== Données fournies

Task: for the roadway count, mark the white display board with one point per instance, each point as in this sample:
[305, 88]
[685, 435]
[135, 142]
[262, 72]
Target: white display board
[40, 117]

====
== Données fournies

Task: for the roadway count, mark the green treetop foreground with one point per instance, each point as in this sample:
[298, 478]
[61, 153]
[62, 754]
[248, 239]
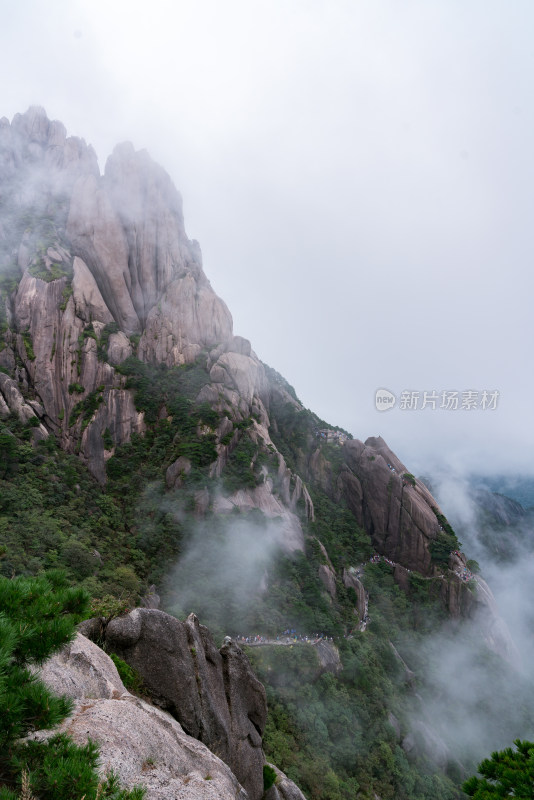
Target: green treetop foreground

====
== Données fournies

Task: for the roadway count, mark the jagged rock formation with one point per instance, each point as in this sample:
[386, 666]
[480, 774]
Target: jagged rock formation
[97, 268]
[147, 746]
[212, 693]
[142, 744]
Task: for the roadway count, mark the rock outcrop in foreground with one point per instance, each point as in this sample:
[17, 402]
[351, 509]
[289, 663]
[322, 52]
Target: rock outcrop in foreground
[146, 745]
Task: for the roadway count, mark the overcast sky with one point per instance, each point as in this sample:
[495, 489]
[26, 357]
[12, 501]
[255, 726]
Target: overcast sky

====

## Consignes
Présente sous forme de tableau Markdown les lignes allant de celle qui contient "Task: for the roadway count, mark the overcast" jusqu'à celle qui contient "Target: overcast sky", ces deux lignes comprises, en omettant les lignes vides. Utilise deux colonnes : « Numéro » pour le numéro de rang et « Ligne d'enregistrement » pour le texte de la ligne.

## Résultat ci-dessous
| Numéro | Ligne d'enregistrement |
|---|---|
| 1 | Task: for the roadway count, mark the overcast sky with one point per instance, each point as in this sample: |
| 2 | [495, 489] |
| 3 | [26, 357] |
| 4 | [12, 501] |
| 5 | [255, 726] |
| 6 | Target: overcast sky |